[WHAT THE TASK REQUIRES]:
Can you recast the data below as a Markdown table with the columns Number and Text, giving each line its own numbered row, skipping blank lines and leaving the pictures out?

[MATERIAL SUPPLIED]:
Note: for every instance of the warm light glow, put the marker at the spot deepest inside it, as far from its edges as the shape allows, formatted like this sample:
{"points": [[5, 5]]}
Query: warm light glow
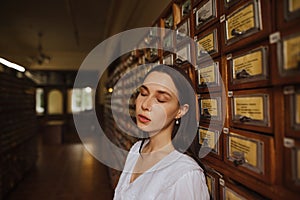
{"points": [[110, 90], [12, 65], [88, 90]]}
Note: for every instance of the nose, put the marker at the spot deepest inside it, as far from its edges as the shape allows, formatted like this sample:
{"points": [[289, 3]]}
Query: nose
{"points": [[147, 103]]}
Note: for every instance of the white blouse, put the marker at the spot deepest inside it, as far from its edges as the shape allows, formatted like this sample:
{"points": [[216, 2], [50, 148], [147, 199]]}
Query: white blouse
{"points": [[176, 176]]}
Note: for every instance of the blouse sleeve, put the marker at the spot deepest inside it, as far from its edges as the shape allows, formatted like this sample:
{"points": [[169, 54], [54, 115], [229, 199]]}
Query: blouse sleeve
{"points": [[191, 186]]}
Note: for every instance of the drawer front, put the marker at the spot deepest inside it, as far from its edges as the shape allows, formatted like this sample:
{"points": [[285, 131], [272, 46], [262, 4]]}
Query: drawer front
{"points": [[251, 109], [250, 153]]}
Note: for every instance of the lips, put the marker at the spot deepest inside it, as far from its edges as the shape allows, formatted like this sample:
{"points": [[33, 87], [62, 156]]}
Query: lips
{"points": [[143, 119]]}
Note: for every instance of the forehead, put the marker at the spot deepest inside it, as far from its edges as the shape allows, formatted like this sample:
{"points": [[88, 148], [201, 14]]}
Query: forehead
{"points": [[160, 79]]}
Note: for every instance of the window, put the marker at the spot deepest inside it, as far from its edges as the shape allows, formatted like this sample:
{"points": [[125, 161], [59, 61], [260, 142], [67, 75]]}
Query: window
{"points": [[39, 98], [80, 99]]}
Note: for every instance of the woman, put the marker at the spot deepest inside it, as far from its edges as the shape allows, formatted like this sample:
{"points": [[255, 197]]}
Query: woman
{"points": [[156, 167]]}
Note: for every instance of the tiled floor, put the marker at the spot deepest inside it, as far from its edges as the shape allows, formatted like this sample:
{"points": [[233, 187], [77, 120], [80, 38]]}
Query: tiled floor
{"points": [[66, 172]]}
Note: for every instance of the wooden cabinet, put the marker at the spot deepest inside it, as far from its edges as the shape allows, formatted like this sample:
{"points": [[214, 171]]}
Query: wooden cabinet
{"points": [[244, 62], [18, 136]]}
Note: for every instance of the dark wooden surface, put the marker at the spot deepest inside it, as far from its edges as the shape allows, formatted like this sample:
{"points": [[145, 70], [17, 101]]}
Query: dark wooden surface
{"points": [[64, 172]]}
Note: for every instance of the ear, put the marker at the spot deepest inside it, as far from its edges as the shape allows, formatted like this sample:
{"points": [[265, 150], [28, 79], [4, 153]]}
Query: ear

[OUTPUT FOR THIS EXERCISE]:
| Number | Text |
|---|---|
| 1 | Note: for every instance of the warm light glow, put the marker at the spot deepest inside it, as far from its edges as the shape allows, formatted like this sample: |
| 2 | {"points": [[5, 5]]} |
| 3 | Query: warm light glow |
| 4 | {"points": [[110, 90], [12, 65], [88, 90]]} |
| 5 | Note: for every instance of the nose, put the marker at the spot deepest inside it, as far from its edges as the shape allows, formatted like this sample: |
| 6 | {"points": [[289, 3]]} |
| 7 | Query: nose |
| 8 | {"points": [[147, 103]]} |
| 9 | Note: for every instance of the white blouse, put the marker at the spot deepest inside it, as far from its edges as the shape allows, formatted like this sample: |
| 10 | {"points": [[216, 2], [50, 148], [147, 199]]} |
| 11 | Query: white blouse |
| 12 | {"points": [[176, 176]]} |
| 13 | Note: for every instance of the blouse sleeve, put the marker at the spot deepest inside it, as far from its edges as the shape allows, formatted like this sample: |
| 14 | {"points": [[169, 54], [54, 115], [229, 199]]} |
| 15 | Query: blouse sleeve |
| 16 | {"points": [[191, 186]]} |
| 17 | Note: for every instance of the drawer front, put the marker at the spot deepest inside it, as far from its edges as the shape allows, formatted like this sample: |
| 18 | {"points": [[285, 131], [272, 46], [262, 4]]} |
| 19 | Query: drawer front |
| 20 | {"points": [[251, 109], [250, 153]]} |
| 21 | Note: for every instance of the lips, put the marker at the spot deepest inside it, as far from its edges as the shape allows, formatted like this sample: |
| 22 | {"points": [[33, 87], [62, 156]]} |
| 23 | Query: lips |
| 24 | {"points": [[143, 119]]} |
| 25 | Note: for every instance of the forehead, put the marker at the spot deepest inside it, as far from its edges as the shape allows, formatted like this sample: |
| 26 | {"points": [[88, 148], [201, 14]]} |
| 27 | Query: forehead |
| 28 | {"points": [[160, 79]]} |
| 29 | Note: for every instance of the window, put the marker at the spot deepest inside it, as far from its edges as the shape allows, formatted like this sample: |
| 30 | {"points": [[125, 161], [59, 61], [260, 142], [67, 75]]} |
| 31 | Query: window |
| 32 | {"points": [[39, 98], [80, 99]]} |
| 33 | Note: for every instance of the woman, put the marker at the spot deepest inside it, as far from its edges as the shape allows, formatted like this sample: |
| 34 | {"points": [[255, 197]]} |
| 35 | Query: woman |
| 36 | {"points": [[156, 167]]} |
| 37 | Note: for every instance of the tiled floor, put the marker at the spot deepest inside it, as far from its edges as the shape allows, formatted like this sample: |
| 38 | {"points": [[233, 187], [77, 120], [80, 38]]} |
| 39 | Query: tiled floor |
| 40 | {"points": [[66, 172]]} |
| 41 | Note: for every instance of the wooden cabinet, put the marker at the spot deepest inside it, as far from its edges as the shape allows, formatted like this sample: |
| 42 | {"points": [[214, 171]]} |
| 43 | Query: wooden cabinet |
| 44 | {"points": [[244, 62], [18, 136]]} |
| 45 | Note: for every instance of the dark wooden surface, put the marker at the spot deepest inside it, as far from its edges as the shape allows, formatted like this sample: |
| 46 | {"points": [[145, 70], [17, 101]]} |
| 47 | Query: dark wooden surface |
| 48 | {"points": [[64, 172]]} |
| 49 | Note: for every instance of the ear, put the marker at the spot deepest inside it, as far from its edges as the shape allows, formatted like this sample: |
| 50 | {"points": [[265, 150], [28, 79], [4, 153]]} |
| 51 | Query: ear |